## Start Information given

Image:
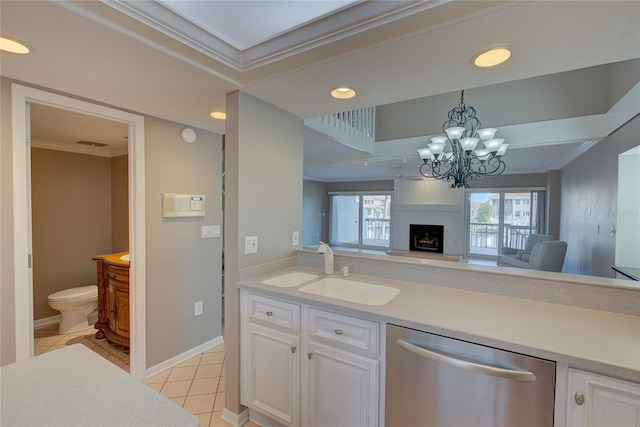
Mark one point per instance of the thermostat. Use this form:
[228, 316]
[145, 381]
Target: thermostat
[182, 205]
[188, 135]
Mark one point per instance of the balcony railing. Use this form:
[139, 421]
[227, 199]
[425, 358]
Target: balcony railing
[484, 237]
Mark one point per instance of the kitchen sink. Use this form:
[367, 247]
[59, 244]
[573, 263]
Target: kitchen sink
[352, 290]
[289, 280]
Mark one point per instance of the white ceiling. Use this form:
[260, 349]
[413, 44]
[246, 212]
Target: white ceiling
[148, 58]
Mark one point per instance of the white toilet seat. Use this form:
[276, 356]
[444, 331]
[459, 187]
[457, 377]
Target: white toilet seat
[73, 294]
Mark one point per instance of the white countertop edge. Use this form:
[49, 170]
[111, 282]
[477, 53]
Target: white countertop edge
[553, 346]
[505, 271]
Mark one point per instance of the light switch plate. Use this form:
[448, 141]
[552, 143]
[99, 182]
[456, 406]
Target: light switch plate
[250, 245]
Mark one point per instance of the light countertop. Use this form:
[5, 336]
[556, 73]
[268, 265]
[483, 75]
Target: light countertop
[594, 340]
[74, 386]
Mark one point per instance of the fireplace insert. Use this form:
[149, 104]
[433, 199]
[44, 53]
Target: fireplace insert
[427, 238]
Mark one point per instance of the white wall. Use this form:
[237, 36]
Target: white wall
[628, 213]
[263, 197]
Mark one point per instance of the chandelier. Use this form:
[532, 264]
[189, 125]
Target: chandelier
[453, 157]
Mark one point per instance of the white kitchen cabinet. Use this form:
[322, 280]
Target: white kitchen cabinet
[342, 387]
[270, 357]
[305, 366]
[597, 400]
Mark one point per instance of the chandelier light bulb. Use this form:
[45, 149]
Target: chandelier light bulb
[452, 158]
[454, 132]
[487, 133]
[468, 144]
[425, 153]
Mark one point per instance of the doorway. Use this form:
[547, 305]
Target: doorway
[22, 96]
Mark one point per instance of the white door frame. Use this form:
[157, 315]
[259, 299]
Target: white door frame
[23, 283]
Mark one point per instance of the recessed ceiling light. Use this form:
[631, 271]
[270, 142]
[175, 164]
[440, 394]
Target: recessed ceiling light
[220, 115]
[13, 46]
[343, 93]
[491, 57]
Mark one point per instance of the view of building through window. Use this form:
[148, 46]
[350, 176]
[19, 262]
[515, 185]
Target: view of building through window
[360, 220]
[502, 219]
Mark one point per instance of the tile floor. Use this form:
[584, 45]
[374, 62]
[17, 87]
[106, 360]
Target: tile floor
[196, 384]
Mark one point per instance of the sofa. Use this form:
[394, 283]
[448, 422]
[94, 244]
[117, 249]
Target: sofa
[545, 256]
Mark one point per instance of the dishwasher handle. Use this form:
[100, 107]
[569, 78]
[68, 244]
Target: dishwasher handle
[467, 365]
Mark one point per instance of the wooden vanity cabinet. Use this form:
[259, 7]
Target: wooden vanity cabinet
[113, 299]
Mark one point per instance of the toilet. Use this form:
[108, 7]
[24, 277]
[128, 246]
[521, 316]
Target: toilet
[75, 305]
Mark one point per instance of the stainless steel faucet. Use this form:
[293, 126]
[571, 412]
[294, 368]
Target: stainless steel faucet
[327, 252]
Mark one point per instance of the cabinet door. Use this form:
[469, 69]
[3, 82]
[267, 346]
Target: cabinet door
[122, 314]
[596, 400]
[271, 373]
[342, 387]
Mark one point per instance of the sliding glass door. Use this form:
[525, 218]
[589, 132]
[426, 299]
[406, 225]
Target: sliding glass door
[502, 219]
[360, 220]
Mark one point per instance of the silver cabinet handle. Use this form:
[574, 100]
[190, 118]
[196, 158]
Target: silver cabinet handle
[467, 365]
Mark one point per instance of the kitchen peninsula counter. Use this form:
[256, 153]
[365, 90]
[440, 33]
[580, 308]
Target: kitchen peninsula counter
[596, 340]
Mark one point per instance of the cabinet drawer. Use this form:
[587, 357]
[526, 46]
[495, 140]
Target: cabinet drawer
[344, 331]
[273, 312]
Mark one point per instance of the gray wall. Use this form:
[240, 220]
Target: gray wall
[71, 221]
[7, 309]
[120, 204]
[589, 203]
[267, 205]
[182, 268]
[315, 213]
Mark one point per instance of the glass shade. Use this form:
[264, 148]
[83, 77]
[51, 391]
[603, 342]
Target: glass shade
[493, 145]
[439, 139]
[425, 154]
[487, 133]
[468, 144]
[502, 150]
[436, 148]
[482, 154]
[455, 132]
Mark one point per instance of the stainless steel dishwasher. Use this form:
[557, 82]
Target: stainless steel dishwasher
[437, 381]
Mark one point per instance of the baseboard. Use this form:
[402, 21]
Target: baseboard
[170, 363]
[46, 321]
[233, 419]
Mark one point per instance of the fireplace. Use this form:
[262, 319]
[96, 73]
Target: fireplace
[426, 238]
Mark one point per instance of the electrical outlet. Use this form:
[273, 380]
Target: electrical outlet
[251, 245]
[209, 231]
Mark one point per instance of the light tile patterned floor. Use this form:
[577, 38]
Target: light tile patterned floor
[196, 384]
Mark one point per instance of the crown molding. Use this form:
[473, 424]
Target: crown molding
[346, 22]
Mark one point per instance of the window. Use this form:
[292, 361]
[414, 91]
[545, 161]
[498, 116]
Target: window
[361, 220]
[502, 219]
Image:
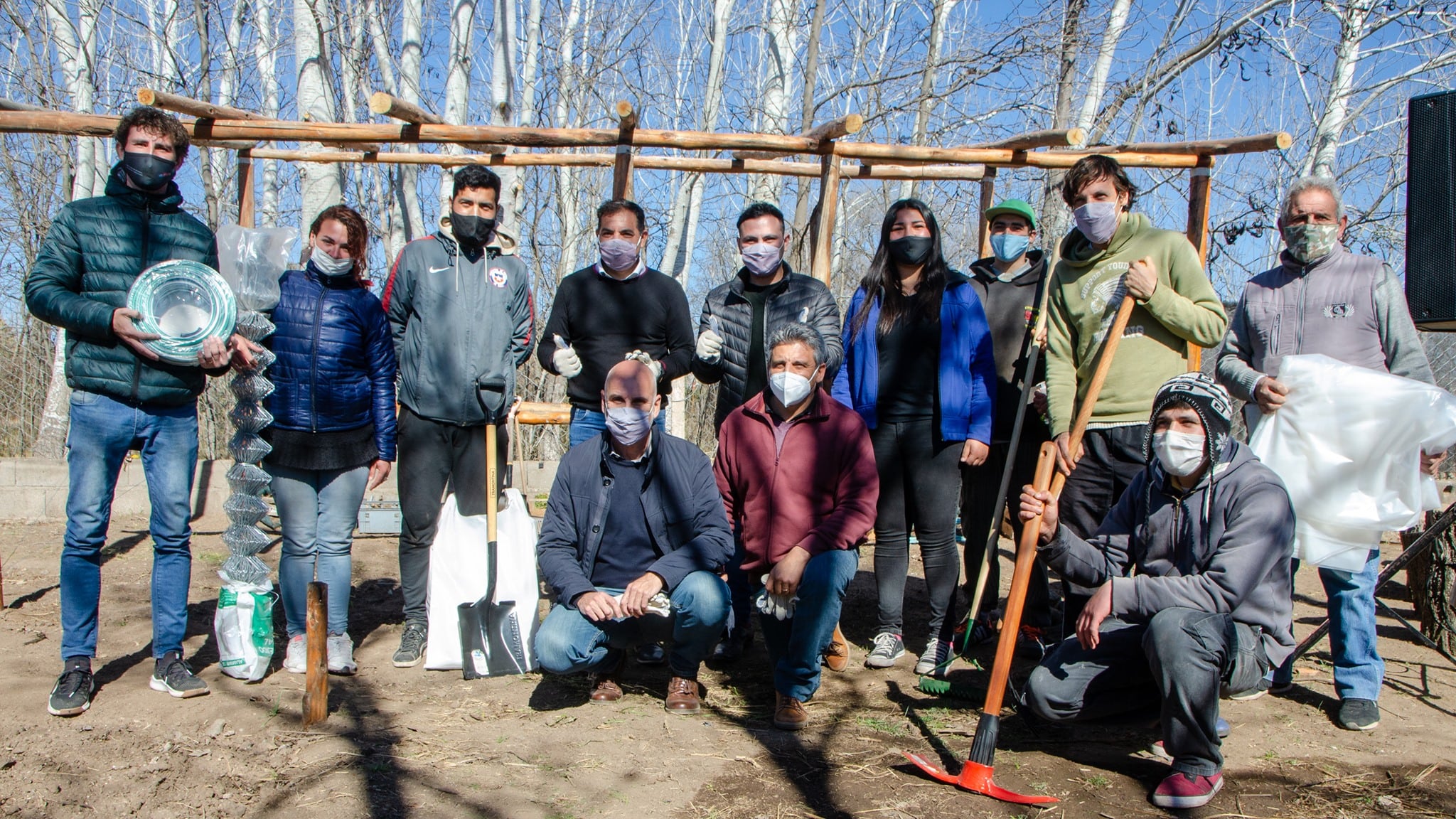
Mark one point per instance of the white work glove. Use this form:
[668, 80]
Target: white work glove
[646, 359]
[710, 346]
[565, 359]
[775, 605]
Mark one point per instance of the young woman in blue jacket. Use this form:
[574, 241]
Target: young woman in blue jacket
[334, 422]
[919, 370]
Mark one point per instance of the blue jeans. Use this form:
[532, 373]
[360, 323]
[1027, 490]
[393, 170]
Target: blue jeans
[102, 432]
[797, 645]
[586, 423]
[569, 643]
[1350, 606]
[318, 510]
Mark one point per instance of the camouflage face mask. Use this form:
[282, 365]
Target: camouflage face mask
[1311, 242]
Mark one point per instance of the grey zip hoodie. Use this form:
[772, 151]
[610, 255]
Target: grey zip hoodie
[1222, 547]
[455, 321]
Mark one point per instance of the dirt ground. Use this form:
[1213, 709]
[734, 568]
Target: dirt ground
[407, 742]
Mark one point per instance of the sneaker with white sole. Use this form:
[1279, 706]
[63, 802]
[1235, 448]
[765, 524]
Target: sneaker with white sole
[341, 655]
[933, 659]
[889, 648]
[296, 658]
[175, 677]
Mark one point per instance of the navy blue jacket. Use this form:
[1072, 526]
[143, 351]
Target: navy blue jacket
[336, 365]
[967, 378]
[685, 513]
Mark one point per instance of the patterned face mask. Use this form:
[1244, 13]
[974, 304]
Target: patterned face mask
[1311, 242]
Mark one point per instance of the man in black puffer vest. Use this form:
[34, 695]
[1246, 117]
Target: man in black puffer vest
[737, 316]
[123, 395]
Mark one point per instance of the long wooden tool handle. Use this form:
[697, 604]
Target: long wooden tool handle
[1021, 577]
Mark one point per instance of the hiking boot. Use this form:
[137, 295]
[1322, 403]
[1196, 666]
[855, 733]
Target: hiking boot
[1183, 791]
[411, 646]
[176, 678]
[836, 655]
[683, 695]
[604, 687]
[296, 656]
[1359, 714]
[889, 648]
[651, 655]
[341, 655]
[72, 692]
[935, 658]
[788, 713]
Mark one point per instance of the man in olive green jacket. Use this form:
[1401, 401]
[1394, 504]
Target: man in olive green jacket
[1110, 255]
[123, 395]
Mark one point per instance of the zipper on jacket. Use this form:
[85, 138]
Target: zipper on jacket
[314, 363]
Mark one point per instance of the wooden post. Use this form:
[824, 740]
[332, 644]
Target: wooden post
[1200, 198]
[983, 237]
[622, 169]
[316, 682]
[247, 201]
[825, 228]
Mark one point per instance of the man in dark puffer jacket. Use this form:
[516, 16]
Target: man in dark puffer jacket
[737, 316]
[123, 395]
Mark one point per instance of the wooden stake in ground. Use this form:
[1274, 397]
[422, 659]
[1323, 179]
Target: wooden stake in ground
[316, 682]
[976, 774]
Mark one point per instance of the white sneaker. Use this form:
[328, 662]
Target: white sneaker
[296, 658]
[341, 655]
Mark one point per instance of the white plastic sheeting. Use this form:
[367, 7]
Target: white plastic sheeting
[1347, 445]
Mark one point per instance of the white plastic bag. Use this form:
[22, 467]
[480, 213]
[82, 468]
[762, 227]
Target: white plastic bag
[459, 573]
[252, 259]
[1347, 445]
[244, 626]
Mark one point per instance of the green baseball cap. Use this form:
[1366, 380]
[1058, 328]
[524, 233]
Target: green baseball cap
[1015, 208]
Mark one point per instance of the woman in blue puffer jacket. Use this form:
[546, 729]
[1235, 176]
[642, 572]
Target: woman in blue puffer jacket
[334, 422]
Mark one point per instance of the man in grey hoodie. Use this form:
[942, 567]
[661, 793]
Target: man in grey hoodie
[459, 306]
[1209, 531]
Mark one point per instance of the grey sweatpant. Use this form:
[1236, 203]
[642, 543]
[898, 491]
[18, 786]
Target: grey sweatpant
[1181, 659]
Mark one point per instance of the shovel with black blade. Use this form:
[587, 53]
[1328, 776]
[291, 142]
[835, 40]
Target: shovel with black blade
[491, 640]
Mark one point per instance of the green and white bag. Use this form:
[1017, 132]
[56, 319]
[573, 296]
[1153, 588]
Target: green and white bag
[245, 630]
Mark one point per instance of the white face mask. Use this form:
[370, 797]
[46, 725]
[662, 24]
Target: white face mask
[790, 388]
[628, 424]
[329, 266]
[1179, 454]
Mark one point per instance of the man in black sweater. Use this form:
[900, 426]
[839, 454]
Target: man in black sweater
[1010, 283]
[615, 309]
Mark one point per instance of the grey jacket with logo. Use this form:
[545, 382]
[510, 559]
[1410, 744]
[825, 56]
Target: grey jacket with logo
[456, 321]
[794, 299]
[1222, 547]
[1347, 306]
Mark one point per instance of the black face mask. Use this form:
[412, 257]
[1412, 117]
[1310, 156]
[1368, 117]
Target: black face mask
[473, 230]
[147, 171]
[911, 250]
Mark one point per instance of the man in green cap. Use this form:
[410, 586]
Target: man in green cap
[1010, 283]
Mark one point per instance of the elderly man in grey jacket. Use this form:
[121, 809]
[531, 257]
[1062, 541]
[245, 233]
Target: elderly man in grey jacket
[1325, 299]
[1209, 531]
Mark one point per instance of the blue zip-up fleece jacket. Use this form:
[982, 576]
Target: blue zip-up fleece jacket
[1222, 547]
[967, 382]
[336, 365]
[685, 513]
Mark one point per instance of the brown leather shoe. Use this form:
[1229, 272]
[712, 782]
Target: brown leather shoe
[836, 656]
[683, 695]
[604, 688]
[788, 713]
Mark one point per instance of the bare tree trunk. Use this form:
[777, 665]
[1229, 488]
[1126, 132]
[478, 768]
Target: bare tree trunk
[321, 186]
[939, 12]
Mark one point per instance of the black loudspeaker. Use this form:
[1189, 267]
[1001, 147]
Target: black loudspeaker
[1430, 212]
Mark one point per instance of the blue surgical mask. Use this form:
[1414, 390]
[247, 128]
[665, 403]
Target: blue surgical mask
[1010, 247]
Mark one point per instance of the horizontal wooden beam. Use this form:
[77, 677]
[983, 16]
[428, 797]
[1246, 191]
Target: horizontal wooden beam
[1257, 143]
[1054, 137]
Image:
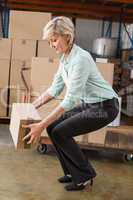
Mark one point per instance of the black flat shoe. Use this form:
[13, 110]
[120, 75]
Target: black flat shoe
[65, 179]
[76, 187]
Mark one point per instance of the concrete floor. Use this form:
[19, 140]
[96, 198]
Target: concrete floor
[27, 175]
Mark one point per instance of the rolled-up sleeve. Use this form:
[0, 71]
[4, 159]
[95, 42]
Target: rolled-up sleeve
[57, 85]
[76, 83]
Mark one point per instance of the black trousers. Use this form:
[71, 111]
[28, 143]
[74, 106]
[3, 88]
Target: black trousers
[82, 119]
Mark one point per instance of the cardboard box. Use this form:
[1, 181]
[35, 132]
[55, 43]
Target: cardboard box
[22, 114]
[23, 49]
[3, 102]
[5, 48]
[46, 109]
[42, 73]
[44, 50]
[27, 24]
[20, 74]
[107, 71]
[4, 72]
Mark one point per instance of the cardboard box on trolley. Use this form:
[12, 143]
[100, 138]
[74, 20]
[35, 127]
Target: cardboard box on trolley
[22, 114]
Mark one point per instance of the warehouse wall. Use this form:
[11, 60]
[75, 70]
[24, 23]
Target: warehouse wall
[88, 30]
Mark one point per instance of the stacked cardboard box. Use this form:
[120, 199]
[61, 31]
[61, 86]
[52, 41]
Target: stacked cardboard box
[27, 25]
[5, 52]
[22, 52]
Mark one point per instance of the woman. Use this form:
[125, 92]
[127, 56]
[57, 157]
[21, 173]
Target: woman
[89, 104]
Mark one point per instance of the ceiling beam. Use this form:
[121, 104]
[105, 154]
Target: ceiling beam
[77, 9]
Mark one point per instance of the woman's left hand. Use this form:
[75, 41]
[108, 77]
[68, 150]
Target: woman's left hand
[35, 132]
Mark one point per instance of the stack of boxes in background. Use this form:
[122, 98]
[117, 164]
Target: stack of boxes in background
[25, 35]
[5, 52]
[38, 62]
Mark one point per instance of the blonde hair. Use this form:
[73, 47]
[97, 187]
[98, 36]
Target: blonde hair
[59, 25]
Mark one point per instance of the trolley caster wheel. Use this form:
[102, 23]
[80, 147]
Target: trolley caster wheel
[128, 157]
[42, 148]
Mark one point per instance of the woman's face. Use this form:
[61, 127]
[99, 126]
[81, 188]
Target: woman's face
[59, 43]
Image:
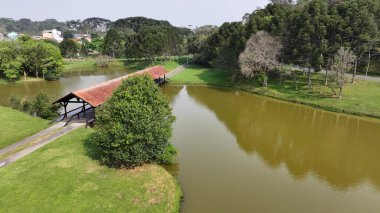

## End Information given

_Objective_: Please change "face mask" to "face covering" in the rows, covering everything from the line with "Mark one point per instance of the shovel" down to the line with "[1010, 247]", and give those lines again with nothing else altered.

_Result of the task_:
Mark one point per instance of the shovel with black blade. Use this form:
[587, 53]
[1328, 776]
[291, 142]
[835, 40]
Target: shovel with black blade
[491, 640]
Mark one point per instance of the green and white bag. Use this form:
[1017, 132]
[56, 319]
[573, 296]
[1153, 588]
Target: green and white bag
[245, 630]
Mark one point per instance of the white face covering. Use this form:
[370, 797]
[46, 725]
[662, 24]
Target: white face covering
[790, 388]
[628, 424]
[329, 266]
[1179, 454]
Mark one point per instance of the man in black sweater. Use this form:
[900, 426]
[839, 454]
Target: man in black sweater
[1010, 283]
[615, 309]
Mark one point per instance of the grey jacket with logo. Use this form:
[545, 382]
[510, 559]
[1410, 744]
[825, 56]
Target: grey jacket with logo
[456, 321]
[794, 299]
[1222, 547]
[1347, 306]
Mark one point per instance of the black face covering. Use this form:
[412, 257]
[1412, 117]
[1310, 156]
[1368, 117]
Target: black face covering
[473, 230]
[147, 171]
[911, 250]
Mark one point per instance of the man in green cap. Use this form:
[410, 586]
Target: man in green cap
[1010, 283]
Mark one point per instance of the elderly man in grey jacket. Use this form:
[121, 809]
[531, 257]
[1062, 541]
[245, 233]
Target: elderly man in grey jacket
[1325, 299]
[1209, 531]
Mark one point per instance of the blue zip-up fleece jacket. Use this form:
[982, 576]
Target: blue zip-up fleece jacket
[1222, 547]
[967, 382]
[336, 365]
[685, 513]
Mark one point per instance of the brown leather shoe. Use this form:
[1229, 272]
[712, 782]
Target: brown leather shoe
[836, 656]
[683, 695]
[604, 688]
[788, 713]
Mark one point per instance of the bare tree trunk. Use this form:
[777, 665]
[1229, 488]
[1126, 132]
[478, 768]
Target: bare tree trunk
[321, 186]
[939, 12]
Mark one point per instance of the black loudspeaker. Use this form:
[1189, 267]
[1001, 147]
Target: black loudspeaker
[1430, 212]
Mark one point per instance of the blue surgical mask. Use this form:
[1414, 390]
[247, 128]
[665, 403]
Target: blue surgical mask
[1010, 247]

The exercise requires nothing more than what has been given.